■ PROMPT: How many lines in the records below contain the string "skin"? Treat case as significant and reply with the number alone.

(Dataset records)
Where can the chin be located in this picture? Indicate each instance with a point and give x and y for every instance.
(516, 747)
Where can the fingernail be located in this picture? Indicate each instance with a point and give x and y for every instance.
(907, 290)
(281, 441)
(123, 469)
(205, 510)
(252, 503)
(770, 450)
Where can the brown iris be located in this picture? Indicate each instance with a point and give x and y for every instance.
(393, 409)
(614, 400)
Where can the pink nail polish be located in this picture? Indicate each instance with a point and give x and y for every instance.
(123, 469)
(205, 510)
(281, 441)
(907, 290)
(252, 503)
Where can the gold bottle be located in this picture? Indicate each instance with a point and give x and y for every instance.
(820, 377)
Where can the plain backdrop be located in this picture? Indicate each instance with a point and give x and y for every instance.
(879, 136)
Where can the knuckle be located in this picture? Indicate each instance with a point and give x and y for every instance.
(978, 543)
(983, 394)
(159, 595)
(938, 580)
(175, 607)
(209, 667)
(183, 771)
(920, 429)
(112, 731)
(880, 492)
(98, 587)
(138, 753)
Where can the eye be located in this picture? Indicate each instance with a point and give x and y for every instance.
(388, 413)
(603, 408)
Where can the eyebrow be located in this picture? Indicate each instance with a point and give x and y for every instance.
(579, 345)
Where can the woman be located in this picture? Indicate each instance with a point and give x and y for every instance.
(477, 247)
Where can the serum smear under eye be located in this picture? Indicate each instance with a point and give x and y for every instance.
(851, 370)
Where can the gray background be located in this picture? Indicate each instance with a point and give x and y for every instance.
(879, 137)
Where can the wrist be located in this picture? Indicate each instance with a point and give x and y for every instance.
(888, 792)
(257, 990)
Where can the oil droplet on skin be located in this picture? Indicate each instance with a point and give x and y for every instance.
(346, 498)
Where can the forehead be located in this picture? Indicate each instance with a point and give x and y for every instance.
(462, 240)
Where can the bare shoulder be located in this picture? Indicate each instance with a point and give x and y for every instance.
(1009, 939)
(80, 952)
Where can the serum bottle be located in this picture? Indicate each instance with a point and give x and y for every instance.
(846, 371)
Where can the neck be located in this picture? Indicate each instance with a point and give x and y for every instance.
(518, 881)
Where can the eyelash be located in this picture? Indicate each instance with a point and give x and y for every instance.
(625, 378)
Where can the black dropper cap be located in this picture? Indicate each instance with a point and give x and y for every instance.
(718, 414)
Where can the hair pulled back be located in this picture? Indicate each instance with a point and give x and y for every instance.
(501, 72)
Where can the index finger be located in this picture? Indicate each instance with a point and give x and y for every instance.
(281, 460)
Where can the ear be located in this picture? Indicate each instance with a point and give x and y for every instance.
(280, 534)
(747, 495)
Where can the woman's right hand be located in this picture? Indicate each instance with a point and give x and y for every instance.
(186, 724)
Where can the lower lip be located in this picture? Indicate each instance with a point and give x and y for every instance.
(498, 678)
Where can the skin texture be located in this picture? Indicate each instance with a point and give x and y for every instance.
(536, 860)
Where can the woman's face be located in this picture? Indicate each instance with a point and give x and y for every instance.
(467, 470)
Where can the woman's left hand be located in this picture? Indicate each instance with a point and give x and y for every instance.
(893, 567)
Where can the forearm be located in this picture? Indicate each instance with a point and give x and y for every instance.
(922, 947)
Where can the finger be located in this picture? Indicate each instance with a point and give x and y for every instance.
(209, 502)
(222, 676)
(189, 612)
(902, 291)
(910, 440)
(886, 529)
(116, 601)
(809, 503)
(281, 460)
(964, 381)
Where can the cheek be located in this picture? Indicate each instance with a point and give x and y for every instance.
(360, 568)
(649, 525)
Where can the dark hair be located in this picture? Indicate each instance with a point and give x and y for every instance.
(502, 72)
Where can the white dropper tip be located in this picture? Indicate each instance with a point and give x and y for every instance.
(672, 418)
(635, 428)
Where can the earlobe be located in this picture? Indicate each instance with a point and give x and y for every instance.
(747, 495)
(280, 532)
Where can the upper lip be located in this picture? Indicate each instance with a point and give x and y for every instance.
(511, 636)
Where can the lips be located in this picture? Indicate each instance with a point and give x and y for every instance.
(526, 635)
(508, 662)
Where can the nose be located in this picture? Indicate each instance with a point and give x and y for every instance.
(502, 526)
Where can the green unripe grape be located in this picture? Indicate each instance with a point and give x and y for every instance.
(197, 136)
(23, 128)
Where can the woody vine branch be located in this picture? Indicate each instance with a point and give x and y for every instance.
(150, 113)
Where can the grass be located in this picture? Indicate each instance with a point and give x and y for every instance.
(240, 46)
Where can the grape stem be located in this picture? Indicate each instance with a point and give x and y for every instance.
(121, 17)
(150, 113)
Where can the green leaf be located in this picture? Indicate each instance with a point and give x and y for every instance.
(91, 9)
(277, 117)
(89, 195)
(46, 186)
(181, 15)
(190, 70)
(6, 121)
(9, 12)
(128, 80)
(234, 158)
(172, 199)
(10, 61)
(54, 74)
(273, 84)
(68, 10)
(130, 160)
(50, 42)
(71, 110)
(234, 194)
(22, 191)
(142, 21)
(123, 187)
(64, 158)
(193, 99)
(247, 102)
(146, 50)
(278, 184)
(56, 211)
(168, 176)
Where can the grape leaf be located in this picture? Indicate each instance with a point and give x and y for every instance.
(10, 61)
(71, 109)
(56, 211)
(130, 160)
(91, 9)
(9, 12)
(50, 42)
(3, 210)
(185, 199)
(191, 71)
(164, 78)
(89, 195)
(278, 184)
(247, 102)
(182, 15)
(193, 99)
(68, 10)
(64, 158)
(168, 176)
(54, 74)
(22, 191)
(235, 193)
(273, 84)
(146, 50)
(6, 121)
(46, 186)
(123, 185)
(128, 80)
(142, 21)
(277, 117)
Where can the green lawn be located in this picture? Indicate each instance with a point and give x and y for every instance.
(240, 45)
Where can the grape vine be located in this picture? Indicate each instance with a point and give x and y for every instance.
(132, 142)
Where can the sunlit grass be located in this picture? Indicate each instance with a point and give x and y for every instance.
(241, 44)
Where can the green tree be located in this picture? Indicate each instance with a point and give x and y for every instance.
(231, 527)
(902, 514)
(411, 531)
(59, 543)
--
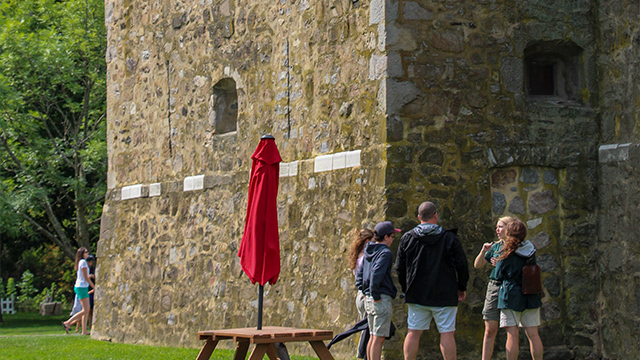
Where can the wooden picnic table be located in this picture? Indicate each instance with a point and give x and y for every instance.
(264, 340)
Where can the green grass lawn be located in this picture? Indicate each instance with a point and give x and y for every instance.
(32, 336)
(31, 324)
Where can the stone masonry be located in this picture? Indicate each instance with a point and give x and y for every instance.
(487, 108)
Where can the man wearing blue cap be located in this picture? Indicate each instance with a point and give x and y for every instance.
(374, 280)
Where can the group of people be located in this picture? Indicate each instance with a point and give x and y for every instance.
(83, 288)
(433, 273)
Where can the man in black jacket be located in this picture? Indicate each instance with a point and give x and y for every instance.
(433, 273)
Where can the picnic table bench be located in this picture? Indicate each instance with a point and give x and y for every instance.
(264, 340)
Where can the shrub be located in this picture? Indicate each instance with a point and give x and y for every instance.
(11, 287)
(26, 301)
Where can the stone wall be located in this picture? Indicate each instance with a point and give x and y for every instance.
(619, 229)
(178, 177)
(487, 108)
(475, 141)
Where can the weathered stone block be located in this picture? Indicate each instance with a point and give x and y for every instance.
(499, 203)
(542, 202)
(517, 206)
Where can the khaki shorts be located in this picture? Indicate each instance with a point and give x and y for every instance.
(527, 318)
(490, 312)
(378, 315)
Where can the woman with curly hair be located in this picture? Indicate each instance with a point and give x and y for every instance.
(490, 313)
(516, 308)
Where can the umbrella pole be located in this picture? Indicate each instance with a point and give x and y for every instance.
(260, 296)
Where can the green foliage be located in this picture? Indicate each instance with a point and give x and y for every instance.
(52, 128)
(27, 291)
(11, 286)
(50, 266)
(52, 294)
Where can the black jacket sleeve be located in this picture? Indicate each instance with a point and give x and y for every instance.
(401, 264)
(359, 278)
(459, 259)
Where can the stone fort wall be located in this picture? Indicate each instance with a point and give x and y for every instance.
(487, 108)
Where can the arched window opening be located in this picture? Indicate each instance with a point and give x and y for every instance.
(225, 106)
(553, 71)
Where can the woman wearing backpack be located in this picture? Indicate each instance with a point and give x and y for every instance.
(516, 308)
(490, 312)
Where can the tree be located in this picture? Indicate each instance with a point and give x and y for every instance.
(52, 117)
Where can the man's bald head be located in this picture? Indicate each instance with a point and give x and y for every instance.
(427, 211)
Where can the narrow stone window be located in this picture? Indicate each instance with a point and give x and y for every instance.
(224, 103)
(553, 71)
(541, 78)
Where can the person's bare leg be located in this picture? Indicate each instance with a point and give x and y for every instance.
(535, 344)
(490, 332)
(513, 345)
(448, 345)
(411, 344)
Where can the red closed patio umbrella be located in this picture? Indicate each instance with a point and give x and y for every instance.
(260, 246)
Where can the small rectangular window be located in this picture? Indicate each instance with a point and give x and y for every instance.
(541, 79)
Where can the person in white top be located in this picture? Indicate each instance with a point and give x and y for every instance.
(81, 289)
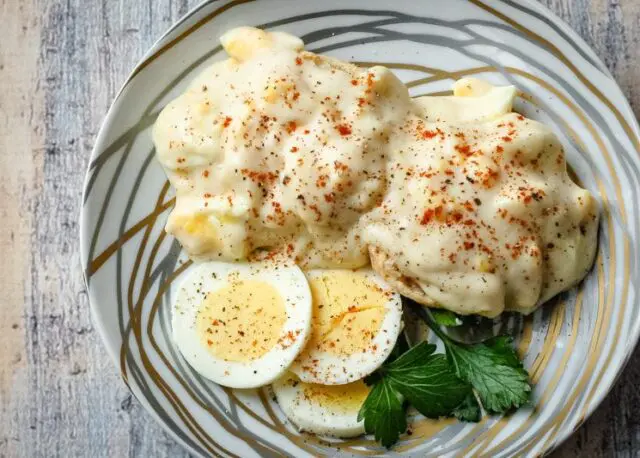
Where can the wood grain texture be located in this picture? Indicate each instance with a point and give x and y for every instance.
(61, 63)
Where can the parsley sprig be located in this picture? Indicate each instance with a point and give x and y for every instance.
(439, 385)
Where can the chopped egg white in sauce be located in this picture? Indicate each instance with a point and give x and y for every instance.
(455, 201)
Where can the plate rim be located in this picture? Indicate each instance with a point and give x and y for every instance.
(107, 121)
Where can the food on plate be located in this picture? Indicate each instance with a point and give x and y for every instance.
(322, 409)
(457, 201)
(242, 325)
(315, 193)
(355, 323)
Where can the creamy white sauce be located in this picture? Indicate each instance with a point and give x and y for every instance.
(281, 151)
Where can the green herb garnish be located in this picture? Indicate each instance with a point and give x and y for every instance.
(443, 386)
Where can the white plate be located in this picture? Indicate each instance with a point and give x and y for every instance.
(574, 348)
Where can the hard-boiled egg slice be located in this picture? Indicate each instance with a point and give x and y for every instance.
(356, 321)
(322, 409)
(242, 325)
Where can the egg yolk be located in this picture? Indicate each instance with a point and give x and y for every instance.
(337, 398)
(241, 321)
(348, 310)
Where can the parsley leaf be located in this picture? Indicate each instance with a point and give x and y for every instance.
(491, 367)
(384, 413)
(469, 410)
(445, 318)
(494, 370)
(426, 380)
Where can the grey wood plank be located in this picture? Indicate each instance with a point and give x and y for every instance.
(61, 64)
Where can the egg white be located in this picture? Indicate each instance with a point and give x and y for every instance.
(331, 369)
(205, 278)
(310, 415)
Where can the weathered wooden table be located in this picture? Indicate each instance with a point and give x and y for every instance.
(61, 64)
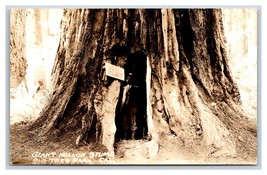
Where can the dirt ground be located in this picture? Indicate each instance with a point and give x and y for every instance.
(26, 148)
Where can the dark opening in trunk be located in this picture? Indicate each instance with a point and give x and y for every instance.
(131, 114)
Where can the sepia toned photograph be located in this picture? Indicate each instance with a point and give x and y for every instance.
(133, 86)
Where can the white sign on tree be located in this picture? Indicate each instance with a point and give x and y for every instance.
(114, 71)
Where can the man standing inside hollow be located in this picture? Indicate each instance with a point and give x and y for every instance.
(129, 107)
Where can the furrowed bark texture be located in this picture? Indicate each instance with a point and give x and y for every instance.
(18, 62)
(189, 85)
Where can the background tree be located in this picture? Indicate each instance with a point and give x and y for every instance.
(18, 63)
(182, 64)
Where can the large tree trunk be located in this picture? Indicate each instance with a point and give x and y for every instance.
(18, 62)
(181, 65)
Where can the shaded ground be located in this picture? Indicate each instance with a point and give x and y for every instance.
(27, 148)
==
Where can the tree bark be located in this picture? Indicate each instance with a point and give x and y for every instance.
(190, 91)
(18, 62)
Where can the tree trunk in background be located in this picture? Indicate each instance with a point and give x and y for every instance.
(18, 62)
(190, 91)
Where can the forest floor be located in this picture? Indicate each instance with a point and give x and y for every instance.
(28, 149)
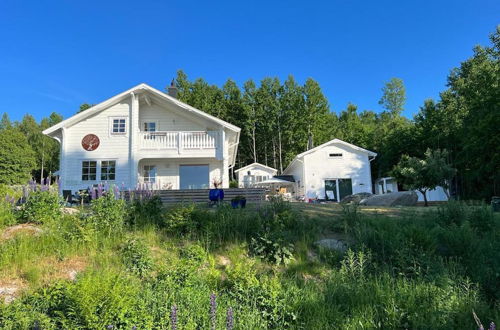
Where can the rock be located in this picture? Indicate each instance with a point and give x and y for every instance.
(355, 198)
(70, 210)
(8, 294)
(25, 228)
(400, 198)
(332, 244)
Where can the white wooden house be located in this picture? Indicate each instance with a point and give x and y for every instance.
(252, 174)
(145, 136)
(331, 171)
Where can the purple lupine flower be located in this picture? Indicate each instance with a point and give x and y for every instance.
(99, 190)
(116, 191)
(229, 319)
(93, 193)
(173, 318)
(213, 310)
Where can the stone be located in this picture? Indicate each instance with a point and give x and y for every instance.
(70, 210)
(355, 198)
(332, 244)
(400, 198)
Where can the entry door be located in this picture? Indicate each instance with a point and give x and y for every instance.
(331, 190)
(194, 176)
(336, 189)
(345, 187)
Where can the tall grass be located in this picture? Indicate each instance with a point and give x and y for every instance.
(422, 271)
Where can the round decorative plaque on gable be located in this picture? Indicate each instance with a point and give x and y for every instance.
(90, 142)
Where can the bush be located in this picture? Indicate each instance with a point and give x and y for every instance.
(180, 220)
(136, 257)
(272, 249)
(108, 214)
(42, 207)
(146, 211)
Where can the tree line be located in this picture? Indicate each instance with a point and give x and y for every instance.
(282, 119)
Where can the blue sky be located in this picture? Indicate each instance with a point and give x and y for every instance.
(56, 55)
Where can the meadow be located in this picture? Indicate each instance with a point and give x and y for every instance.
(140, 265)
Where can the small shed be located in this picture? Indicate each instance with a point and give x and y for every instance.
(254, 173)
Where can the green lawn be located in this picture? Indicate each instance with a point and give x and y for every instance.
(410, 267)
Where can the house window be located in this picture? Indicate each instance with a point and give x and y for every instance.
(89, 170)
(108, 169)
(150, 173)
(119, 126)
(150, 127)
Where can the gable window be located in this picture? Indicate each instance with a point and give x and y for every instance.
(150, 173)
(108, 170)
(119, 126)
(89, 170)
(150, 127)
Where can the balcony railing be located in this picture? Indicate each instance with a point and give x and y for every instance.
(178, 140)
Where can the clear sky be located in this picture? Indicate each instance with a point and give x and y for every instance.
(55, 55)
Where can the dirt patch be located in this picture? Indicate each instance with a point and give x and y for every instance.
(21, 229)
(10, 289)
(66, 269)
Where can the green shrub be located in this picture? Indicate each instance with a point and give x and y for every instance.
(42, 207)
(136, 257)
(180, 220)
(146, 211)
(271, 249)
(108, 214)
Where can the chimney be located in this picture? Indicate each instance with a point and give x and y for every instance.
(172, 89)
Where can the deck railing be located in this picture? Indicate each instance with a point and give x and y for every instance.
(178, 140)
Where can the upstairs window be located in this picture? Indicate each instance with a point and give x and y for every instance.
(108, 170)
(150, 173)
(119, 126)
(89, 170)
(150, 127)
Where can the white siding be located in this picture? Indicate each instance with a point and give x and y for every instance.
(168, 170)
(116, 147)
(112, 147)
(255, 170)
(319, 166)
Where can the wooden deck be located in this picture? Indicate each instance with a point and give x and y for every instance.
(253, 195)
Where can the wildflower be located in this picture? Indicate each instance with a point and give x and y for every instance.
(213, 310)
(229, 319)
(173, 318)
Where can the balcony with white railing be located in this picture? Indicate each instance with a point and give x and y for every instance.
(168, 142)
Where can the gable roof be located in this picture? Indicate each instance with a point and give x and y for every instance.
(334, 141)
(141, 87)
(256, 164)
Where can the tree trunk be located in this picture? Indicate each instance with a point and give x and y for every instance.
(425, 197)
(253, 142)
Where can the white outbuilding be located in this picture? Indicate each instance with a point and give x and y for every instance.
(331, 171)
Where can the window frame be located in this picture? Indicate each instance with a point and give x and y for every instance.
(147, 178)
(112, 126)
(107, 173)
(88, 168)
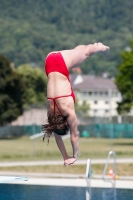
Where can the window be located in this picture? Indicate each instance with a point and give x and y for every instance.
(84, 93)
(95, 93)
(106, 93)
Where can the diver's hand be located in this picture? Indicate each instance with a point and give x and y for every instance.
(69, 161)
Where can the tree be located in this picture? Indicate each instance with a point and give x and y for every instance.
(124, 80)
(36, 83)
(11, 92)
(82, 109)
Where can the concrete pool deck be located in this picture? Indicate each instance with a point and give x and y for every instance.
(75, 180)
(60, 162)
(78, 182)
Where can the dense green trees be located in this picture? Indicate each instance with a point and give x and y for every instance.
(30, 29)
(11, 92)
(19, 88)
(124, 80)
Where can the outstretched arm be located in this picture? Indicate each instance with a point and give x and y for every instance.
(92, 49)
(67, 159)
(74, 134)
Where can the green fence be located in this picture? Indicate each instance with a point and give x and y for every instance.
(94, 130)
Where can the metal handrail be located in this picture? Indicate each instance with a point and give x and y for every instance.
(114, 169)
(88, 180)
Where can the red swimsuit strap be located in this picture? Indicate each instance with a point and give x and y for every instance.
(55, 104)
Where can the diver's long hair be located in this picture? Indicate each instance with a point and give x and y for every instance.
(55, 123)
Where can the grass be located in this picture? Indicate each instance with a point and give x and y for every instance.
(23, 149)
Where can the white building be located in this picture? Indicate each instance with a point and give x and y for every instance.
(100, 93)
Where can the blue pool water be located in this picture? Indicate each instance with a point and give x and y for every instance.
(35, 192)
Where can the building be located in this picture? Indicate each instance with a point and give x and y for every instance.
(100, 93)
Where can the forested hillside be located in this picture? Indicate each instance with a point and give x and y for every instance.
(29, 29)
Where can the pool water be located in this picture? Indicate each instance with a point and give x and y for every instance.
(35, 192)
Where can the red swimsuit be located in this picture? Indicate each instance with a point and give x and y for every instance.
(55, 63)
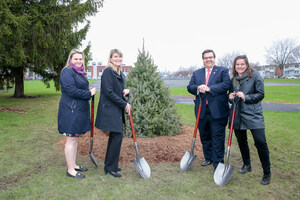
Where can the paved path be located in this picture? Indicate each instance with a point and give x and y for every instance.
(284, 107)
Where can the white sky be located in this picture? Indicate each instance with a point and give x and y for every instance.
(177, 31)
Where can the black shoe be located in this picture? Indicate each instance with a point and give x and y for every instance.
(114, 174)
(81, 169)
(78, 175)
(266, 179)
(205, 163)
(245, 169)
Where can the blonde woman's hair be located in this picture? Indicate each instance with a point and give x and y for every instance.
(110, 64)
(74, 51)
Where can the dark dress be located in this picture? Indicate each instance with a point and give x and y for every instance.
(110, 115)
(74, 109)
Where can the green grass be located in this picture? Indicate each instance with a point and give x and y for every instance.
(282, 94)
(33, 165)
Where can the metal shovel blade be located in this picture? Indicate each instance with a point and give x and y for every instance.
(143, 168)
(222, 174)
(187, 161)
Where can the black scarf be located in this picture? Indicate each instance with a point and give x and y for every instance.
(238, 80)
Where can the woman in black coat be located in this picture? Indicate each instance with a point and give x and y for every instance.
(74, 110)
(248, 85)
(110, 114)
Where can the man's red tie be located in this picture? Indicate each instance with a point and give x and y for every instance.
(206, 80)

■ ANSWER: 2